# Task directions
Taking the line with "Need: one point per instance in the photo below, as" as the first and the line with "Target: tall column" as the last, set down exactly every line in that range from the entries below, and no more.

** Opening Material shown block **

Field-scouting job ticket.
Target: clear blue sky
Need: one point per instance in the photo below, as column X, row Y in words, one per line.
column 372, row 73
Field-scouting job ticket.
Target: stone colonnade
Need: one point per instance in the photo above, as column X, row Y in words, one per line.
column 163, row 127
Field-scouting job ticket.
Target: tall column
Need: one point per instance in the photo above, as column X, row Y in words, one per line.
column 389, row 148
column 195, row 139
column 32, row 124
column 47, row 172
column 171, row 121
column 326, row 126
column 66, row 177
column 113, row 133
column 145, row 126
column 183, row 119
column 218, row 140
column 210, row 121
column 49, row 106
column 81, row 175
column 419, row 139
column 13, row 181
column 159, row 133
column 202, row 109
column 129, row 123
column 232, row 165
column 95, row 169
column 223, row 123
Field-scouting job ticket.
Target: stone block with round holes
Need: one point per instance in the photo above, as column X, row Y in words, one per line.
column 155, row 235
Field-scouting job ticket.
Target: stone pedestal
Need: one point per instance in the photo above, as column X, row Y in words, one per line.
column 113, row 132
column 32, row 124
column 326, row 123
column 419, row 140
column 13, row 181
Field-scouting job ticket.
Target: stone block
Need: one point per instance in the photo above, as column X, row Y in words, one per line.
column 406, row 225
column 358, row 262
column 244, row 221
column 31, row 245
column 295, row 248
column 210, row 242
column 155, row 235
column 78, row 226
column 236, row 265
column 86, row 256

** Closing Material shown block **

# Task result
Need: one point per instance in the photo below, as column X, row Y in words, one per line.
column 372, row 73
Field-scouting job ticket.
Target: stone colonnade
Need: one point per instance in the photo above, as column X, row Y in words, one per line.
column 163, row 127
Field-scouting job ticket.
Target: tall column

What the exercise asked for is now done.